▶ _Exercise details_: Switch each "signpost" in the data below to "fingerpost", and write out all the data again with nothing else altered.

▶ _Provided material_:
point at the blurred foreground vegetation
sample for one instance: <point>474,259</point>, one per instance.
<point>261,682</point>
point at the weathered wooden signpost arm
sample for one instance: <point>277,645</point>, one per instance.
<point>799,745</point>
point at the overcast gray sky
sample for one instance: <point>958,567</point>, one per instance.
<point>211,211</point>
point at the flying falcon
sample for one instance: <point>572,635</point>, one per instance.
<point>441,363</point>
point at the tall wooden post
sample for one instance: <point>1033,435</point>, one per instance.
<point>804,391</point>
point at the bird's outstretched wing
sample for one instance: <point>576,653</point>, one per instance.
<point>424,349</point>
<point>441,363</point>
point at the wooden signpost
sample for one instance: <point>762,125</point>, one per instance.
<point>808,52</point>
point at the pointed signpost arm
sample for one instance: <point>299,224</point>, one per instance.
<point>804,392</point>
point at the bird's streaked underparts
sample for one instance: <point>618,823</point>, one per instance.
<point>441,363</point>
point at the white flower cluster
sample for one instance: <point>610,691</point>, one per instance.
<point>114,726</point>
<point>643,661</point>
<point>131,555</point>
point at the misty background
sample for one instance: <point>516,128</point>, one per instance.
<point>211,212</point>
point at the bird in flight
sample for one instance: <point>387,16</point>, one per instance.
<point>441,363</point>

▶ _Full response_:
point at the blurred foreground vegetation
sample for one instance: <point>474,259</point>, one per instance.
<point>261,682</point>
point at the weathered wooden fingerpost arm
sample for one instance: <point>277,645</point>, one per instance.
<point>799,745</point>
point at the overcast gray sky
sample for one instance: <point>958,567</point>, one per instance.
<point>211,211</point>
point at the flying falcon
sample for one instance: <point>572,635</point>, one per instance.
<point>441,363</point>
point at the tall wooden post
sample for one instance: <point>1033,435</point>, one per instance.
<point>804,391</point>
point at the bird's outstretched wing
sample for one instance: <point>576,653</point>, one per instance.
<point>424,349</point>
<point>441,363</point>
point at the wooden fingerpost
sample for one instance: <point>762,125</point>, one per instance.
<point>808,52</point>
point at the pointed fingerpost arm
sample for one instance: <point>299,224</point>, one per instance.
<point>804,392</point>
point at the bird's streaked underparts
sample for one instance: <point>618,823</point>, one per instance.
<point>441,363</point>
point at the white flower cluster
sample for one instance: <point>610,691</point>, one per instance.
<point>114,726</point>
<point>643,661</point>
<point>131,555</point>
point at the misty background
sample for one instance: <point>516,128</point>, one per instance.
<point>211,212</point>
point at the bird in flight
sample for one instance: <point>387,16</point>, one per instance.
<point>441,363</point>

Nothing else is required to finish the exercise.